#### [Sorular ve Görevler]
**a)** Ümmet olmak üzerine yazıdan "SEÇME YAZILAR NUREDDİN YILDIZ" ifadesinin geçtiği yerden başlayıp "edilmeyi kabul etmeyiz." ifadesinden sonra bitecek şekilde ilgili kısmı aynen yazın.
**b)** Ümmet olmak üzerine yazıya göre aşağıdaki soruları cevaplayın.
(i) Rabbimiz bizi hangi adla adlandırmıştır?
(ii) İlim ve cihat adına önümüzde duranların adı hangi sebeplerle yâd edilir?
(iii) Yazıda ümmet, insanlığın neyi olarak tanımlanır?

#### [Verilen Metin]
Yaşar Değirmenci

Yaşar Değirmenci

Ümmet olmak büyük olmaktır!

Ümmet olmak büyük olmaktır!

Ümmet olmak büyük olmaktır. Renk bolluğu demektir. Evet, dertliyiz, dert yığını içinde yaşarız ama biz razıyız derdimizden. Biz kabile değiliz, saksı kadar çiçek alacak küçük bir toprak parçasında değiliz. Biz ümmetiz. Allah’tan korkalım. Ahireti unutmayalım

SEÇME YAZILAR NUREDDİN YILDIZ

 Biz Muhammed aleyhisselamın ümmetiyiz. Kimsenin adı ile anılmayı kabul edemeyiz. Rabbimiz bizi ‘Müslümanlar’ olarak adlandırdı. Müslümanlık yerine kullanılan bütün adlara lanet olsun. Kardeşliğimizi yaralayan hiçbir çalışma bu ümmetin adına yürütülebilen bir çalışma değildir. Bahçemizi bir tek çiçeğin bulunduğu bahçe zannedenler saksı kafalıdırlar. Saksı kafalıdırlar ki, bir tek çiçek düşünebiliyorlar. Hâlbuki biz, ümmetiz. Ümmet olduğumuz için de rengârenk çiçeklerle dolu büyük bir bahçe gibiyiz. Bir tek çiçek bilebilenler, kısır akıllılar, bu büyük ümmetin azametini idrak edemeyenlerdir. Yok kardeşim, bizim imanımızda şu veya bu insan adıyla anılmak yoktur. 

İlim adına, cihat namına önümüzde duranların adını hizmetlerinden ve bizim üzerimizdeki haklarından ötürü yâd ederiz. Onlara nispet edilmeyi kabul etmeyiz.

Hayır! Biz saksı hacimli değiliz. Bir çiçek için açmış baharın ürünleri değiliz. Kar çiçeği de değiliz. İnsanlığın son gemisi bir ümmetiz biz. Bütün renklerimizle, türlerimizle bu bahçenin çiçekleriyiz.

Ümmet olmak büyük olmaktır. Renk bolluğu demektir. Evet, dertliyiz, dert yığını içinde yaşarız ama biz razıyız derdimizden. Biz kabile değiliz, saksı kadar çiçek alacak küçük bir toprak parçasında değiliz. Biz ümmetiz. Allah’tan korkalım. Ahireti unutmayalım. Şeytanın hesaplarını ihmal etmeyelim. Yarın siz, biz, o kardeşlerimiz ve hepimiz Rabbimizin huzuruna dikileceğiz. Bunda şüphemiz yoktur elbette. Şeytan bunu unuttursa da biz unutmayalım sakın. Birbirimizin imanı ile oynamış kimseler olarak nasıl dikiliriz huzura? Eyvah ki, başımızı küfrün cenderesinden kurtardık derken birbirimizin boğazına sarıldık, imanımıza göz diktik, eyvah ki ne eyvah!

#### [Verilen Bilgiler]
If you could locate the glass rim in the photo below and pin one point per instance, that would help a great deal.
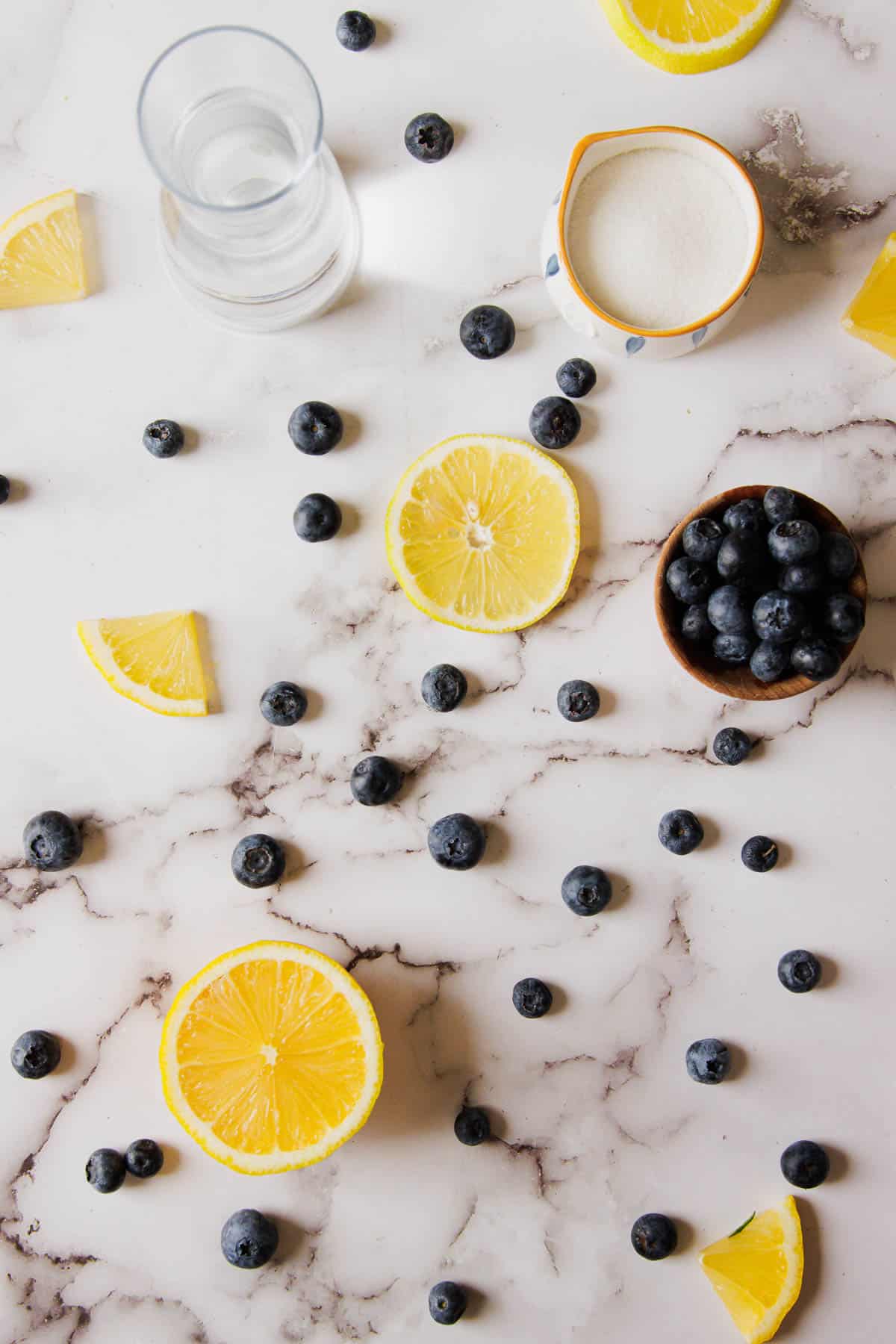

#### [Alıştırma Cevapları]
**a)**
SEÇME YAZILAR NUREDDİN YILDIZ

 Biz Muhammed aleyhisselamın ümmetiyiz. Kimsenin adı ile anılmayı kabul edemeyiz. Rabbimiz bizi ‘Müslümanlar’ olarak adlandırdı. Müslümanlık yerine kullanılan bütün adlara lanet olsun. Kardeşliğimizi yaralayan hiçbir çalışma bu ümmetin adına yürütülebilen bir çalışma değildir. Bahçemizi bir tek çiçeğin bulunduğu bahçe zannedenler saksı kafalıdırlar. Saksı kafalıdırlar ki, bir tek çiçek düşünebiliyorlar. Hâlbuki biz, ümmetiz. Ümmet olduğumuz için de rengârenk çiçeklerle dolu büyük bir bahçe gibiyiz. Bir tek çiçek bilebilenler, kısır akıllılar, bu büyük ümmetin azametini idrak edemeyenlerdir. Yok kardeşim, bizim imanımızda şu veya bu insan adıyla anılmak yoktur. 

İlim adına, cihat namına önümüzde duranların adını hizmetlerinden ve bizim üzerimizdeki haklarından ötürü yâd ederiz. Onlara nispet edilmeyi kabul etmeyiz.

**b)**
(i) ‘Müslümanlar’ olarak adlandırmıştır.
(ii) Hizmetlerinden ve bizim üzerimizdeki haklarından ötürü yâd edilir.
(iii) İnsanlığın son gemisi olarak tanımlanır.